== What the task asks ==
Count the lines in the entries below that contain the word "outline", with case counting, and reply with the number alone.

== Entries shown ==
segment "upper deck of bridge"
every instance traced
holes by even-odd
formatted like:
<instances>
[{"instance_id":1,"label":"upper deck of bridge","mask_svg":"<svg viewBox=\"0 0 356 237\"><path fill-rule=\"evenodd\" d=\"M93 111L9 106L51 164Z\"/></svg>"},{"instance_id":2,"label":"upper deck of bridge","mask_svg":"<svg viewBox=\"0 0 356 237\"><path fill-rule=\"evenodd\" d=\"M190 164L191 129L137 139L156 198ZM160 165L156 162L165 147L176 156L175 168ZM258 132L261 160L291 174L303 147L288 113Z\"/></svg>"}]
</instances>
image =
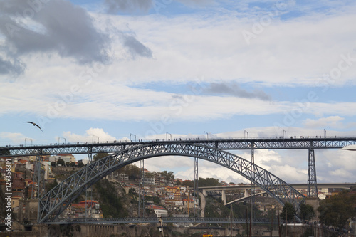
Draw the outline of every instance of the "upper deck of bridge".
<instances>
[{"instance_id":1,"label":"upper deck of bridge","mask_svg":"<svg viewBox=\"0 0 356 237\"><path fill-rule=\"evenodd\" d=\"M356 144L356 137L273 137L257 138L176 138L154 140L68 142L0 147L0 157L117 152L140 145L192 144L220 149L340 149Z\"/></svg>"}]
</instances>

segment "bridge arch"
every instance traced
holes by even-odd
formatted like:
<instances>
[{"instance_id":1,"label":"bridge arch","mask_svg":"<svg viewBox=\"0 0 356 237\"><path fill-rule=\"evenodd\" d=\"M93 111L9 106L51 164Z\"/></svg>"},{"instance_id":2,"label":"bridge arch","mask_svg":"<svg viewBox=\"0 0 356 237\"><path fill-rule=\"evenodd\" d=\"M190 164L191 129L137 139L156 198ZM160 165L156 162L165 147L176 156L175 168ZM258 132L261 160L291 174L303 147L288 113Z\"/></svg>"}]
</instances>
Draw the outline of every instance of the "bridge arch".
<instances>
[{"instance_id":1,"label":"bridge arch","mask_svg":"<svg viewBox=\"0 0 356 237\"><path fill-rule=\"evenodd\" d=\"M83 191L115 170L141 159L168 155L197 157L230 169L282 204L288 201L299 209L303 201L304 196L284 181L235 154L203 145L157 142L119 151L83 167L63 180L38 200L38 223L57 218Z\"/></svg>"}]
</instances>

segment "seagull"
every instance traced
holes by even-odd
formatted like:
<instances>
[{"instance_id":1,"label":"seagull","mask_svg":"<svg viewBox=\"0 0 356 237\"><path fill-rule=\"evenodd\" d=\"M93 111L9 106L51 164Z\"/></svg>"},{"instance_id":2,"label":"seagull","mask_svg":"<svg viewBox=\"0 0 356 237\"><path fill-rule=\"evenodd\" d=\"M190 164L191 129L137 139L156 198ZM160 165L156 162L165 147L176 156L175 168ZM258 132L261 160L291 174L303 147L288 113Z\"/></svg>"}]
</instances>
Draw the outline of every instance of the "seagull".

== Solution below ==
3